THE PROBLEM:
Render each line of the rows below as a Markdown table with two columns, Number and Entry, numbering the lines and skipping any blank ones. Leave the pictures out of the answer.

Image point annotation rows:
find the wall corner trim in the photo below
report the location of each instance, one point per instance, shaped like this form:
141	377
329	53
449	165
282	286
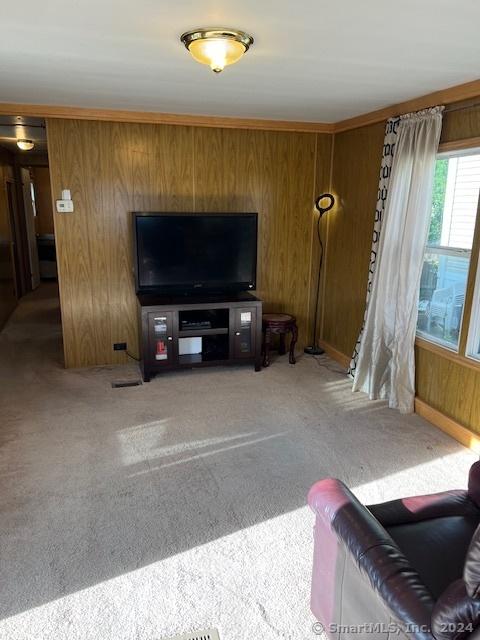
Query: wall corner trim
335	354
449	426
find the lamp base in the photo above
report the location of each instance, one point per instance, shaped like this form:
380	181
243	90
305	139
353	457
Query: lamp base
313	350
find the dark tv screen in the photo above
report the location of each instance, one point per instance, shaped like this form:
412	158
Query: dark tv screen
182	253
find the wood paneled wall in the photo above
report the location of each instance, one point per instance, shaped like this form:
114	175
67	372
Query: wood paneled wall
43	200
113	169
449	387
355	171
8	299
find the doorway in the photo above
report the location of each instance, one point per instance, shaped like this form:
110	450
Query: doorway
27	235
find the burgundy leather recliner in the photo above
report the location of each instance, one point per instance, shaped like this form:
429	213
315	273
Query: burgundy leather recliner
408	568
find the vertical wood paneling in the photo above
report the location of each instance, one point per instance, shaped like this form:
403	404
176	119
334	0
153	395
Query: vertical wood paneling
356	167
113	169
8	299
447	386
43	200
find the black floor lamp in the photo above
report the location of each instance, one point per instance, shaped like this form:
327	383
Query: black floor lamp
314	349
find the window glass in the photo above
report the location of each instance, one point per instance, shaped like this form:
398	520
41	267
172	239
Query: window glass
447	254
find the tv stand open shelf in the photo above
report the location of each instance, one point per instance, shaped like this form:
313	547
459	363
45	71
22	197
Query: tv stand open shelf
186	332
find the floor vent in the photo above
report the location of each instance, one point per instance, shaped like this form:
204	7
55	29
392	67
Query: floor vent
126	383
207	634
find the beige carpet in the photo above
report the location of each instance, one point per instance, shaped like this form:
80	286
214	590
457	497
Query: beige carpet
143	512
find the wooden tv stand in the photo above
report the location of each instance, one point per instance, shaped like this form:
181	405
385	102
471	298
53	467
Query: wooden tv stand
185	332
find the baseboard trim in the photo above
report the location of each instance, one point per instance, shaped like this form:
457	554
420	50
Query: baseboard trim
335	354
448	425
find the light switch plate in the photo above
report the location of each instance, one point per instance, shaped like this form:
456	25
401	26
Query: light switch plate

EXPECTED ANSWER:
| Number | Entry |
|---|---|
| 1 | find the wall corner trim in the photo below |
| 2 | report the location of each instance, one point per instance, shaped like this form: |
| 3 | 141	377 |
| 4 | 329	53 |
| 5 | 449	165 |
| 6 | 282	286 |
| 7 | Query: wall corner trim |
| 8 | 335	354 |
| 9 | 449	426 |
| 10 | find the lamp base in the photo above |
| 11 | report the location of each instance, one point per instance, shaped like this form: |
| 12 | 380	181 |
| 13 | 243	90 |
| 14 | 305	139 |
| 15 | 353	457 |
| 16 | Query: lamp base |
| 17 | 313	350 |
| 18 | find the dark tv screen in the photo above |
| 19 | report the location of each instance, one point per instance, shaped like this form: |
| 20 | 412	158 |
| 21 | Query: dark tv screen |
| 22 | 182	253 |
| 23 | find the wood paneled wall in the photo above |
| 24 | report the location of each instance, one point per instance, shaped like this form: |
| 25 | 114	175 |
| 26 | 67	372 |
| 27 | Query: wood paneled wall |
| 28 | 43	200 |
| 29 | 113	169 |
| 30 | 449	387 |
| 31 | 355	171 |
| 32 | 8	299 |
| 33 | find the doorway in the photo above |
| 34 | report the location of each instance, one point per instance, shaped like this form: |
| 35 | 110	450 |
| 36 | Query: doorway |
| 37 | 27	235 |
| 38 | find the burgundy leather recliner in the photo above |
| 39 | report the location of each instance, one point per instance, shaped like this form: |
| 40 | 429	213 |
| 41 | 315	273 |
| 42 | Query: burgundy leather recliner |
| 43 | 408	568 |
| 44 | find the vertical wood paneling in the photo above |
| 45 | report the location of each instance, one point per instance, shaped like this form: |
| 46 | 403	404 |
| 47 | 176	119 |
| 48 | 334	0 |
| 49 | 153	395 |
| 50 | Query: vertical wood paneling |
| 51 | 356	167 |
| 52 | 113	169 |
| 53 | 8	299 |
| 54 | 447	386 |
| 55 | 43	200 |
| 56 | find the black floor lamp in the photo above |
| 57 | report the location of each instance, one point per instance, shaped like this form: |
| 58 | 327	383 |
| 59 | Query: black floor lamp |
| 60 | 314	349 |
| 61 | find the window glass in the photo above |
| 62 | report the location of each instance, one point per instance, shaped like this form: |
| 63 | 398	520 |
| 64 | 41	267 |
| 65 | 172	239 |
| 66 | Query: window glass |
| 67 | 447	254 |
| 68 | find the tv stand open shelf in the photo above |
| 69 | report the location of each instance, one point per instance, shaped like this form: |
| 70 | 313	547 |
| 71 | 459	363 |
| 72 | 45	71 |
| 73 | 22	197 |
| 74 | Query: tv stand open shelf |
| 75 | 186	332 |
| 76 | find the floor vent in the photo above |
| 77 | report the location of each instance, one point per instance, shaped like this form: |
| 78 | 204	7 |
| 79 | 55	29 |
| 80 | 392	67 |
| 81 | Query: floor vent |
| 82 | 126	383 |
| 83 | 207	634 |
| 84 | find the beige carpet in the photo above |
| 85 | report the location of each instance, one point per instance, shaped like this form: |
| 86 | 80	286 |
| 87 | 214	590 |
| 88 | 457	497 |
| 89 | Query: beige carpet |
| 90 | 143	512 |
| 91 | find the wooden tv stand in the photo above |
| 92 | report the location of each instance, one point per instance, shaped like this form: |
| 93 | 181	405 |
| 94 | 385	102 |
| 95 | 471	298 |
| 96 | 53	467 |
| 97 | Query: wooden tv stand |
| 98 | 185	332 |
| 99 | find the baseboard trim in the photo above |
| 100 | report the location of each instance, one point per instance, shaped like this form: |
| 101 | 457	554 |
| 102 | 420	50 |
| 103 | Query: baseboard trim |
| 104 | 335	354 |
| 105 | 448	425 |
| 106 | find the light switch plate in the photo above |
| 107 | report the location of each instance, one point per instance, shaped like this form: |
| 108 | 456	25 |
| 109 | 401	26 |
| 110 | Query: light switch plate |